▶ [Instructions to follow] Copy out the part of the entries that opens with the line containing "Box any teddy bear's ear you see." and closes with the line containing "0,183,149,200", changing "sofa" to "couch" and leaving everything else as it is.
-- START OF Records --
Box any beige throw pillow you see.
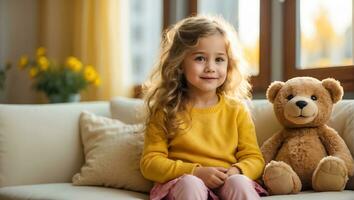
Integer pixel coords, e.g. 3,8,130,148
72,112,153,192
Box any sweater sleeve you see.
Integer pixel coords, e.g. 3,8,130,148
140,115,198,183
233,106,265,180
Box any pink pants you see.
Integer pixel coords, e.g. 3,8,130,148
150,174,266,200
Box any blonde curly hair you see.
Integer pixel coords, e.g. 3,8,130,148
143,15,251,138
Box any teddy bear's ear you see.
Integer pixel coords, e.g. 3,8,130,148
266,81,285,103
322,78,343,103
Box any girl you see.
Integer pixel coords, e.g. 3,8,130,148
140,16,265,200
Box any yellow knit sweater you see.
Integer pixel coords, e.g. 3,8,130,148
140,96,264,183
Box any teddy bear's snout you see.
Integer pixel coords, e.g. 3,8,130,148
295,101,307,109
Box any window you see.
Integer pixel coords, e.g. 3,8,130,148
283,0,354,91
189,0,271,91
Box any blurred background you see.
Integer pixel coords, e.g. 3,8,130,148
0,0,354,104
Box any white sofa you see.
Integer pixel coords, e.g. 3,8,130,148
0,97,354,200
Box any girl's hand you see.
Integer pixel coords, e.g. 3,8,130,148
226,167,241,176
193,167,228,189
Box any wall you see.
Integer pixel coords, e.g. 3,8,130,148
0,0,38,103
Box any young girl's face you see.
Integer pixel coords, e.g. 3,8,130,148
183,34,228,95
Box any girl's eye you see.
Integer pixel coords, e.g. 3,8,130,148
286,94,294,101
215,58,225,62
194,56,205,61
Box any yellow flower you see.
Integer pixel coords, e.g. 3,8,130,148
66,56,82,72
29,67,38,78
18,55,28,69
36,47,47,57
84,65,97,82
37,56,49,71
93,77,101,86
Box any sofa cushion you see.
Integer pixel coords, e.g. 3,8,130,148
72,112,152,192
0,183,149,200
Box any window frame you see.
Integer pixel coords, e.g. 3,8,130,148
283,0,354,91
188,0,272,92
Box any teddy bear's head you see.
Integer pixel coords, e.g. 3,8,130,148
267,77,343,128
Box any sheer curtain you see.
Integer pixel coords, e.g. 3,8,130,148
39,0,133,100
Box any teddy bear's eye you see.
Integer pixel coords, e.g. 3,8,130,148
286,94,294,100
311,95,317,101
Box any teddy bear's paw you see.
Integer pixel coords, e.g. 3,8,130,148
312,156,348,191
263,161,301,195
-- END OF Records --
▶ [Exercise result]
Box any teddy bear's ear you see.
Integer pixel coords, e.g. 3,8,130,148
266,81,285,103
322,78,343,103
Box any girl you see.
Integer pixel coords, e.g. 3,8,130,148
140,16,265,200
Box any yellow knit sweater you see.
Integer pixel coords, e.g. 3,8,130,148
140,96,264,183
Box any teddy bear's snout you see.
Integer pixel coords, e.g. 3,8,130,148
295,101,307,109
Box any window you see.
Integer pixel coords, e.g. 3,8,130,148
283,0,354,91
189,0,271,91
Box any blurred background you see.
Integer pixel coords, e.g. 3,8,130,148
0,0,354,104
Box any white couch you see.
Integer pixel coords, e.g. 3,8,130,148
0,97,354,200
Box any girl's hand you see.
Integer pixel coords, e.g. 3,8,130,148
226,167,241,176
193,167,228,189
Box any wall you see.
Integer pixel coords, e.g. 3,8,130,148
0,0,38,103
Box any young girl's face you see.
Integer pixel coords, e.g. 3,8,130,148
183,34,228,95
Box any girl's eye you see.
Integer pixel coords, e.g. 3,8,130,148
286,94,294,101
215,58,225,62
194,56,205,61
Box any yellow flower you see.
Integer pixel coords, e.g. 3,8,130,148
66,56,82,72
29,67,38,78
18,55,28,69
36,47,47,57
84,65,97,82
37,56,49,71
93,77,101,86
Box any couch cushion you see.
Integer pixel coords, e.g. 3,8,130,148
72,112,152,192
0,183,149,200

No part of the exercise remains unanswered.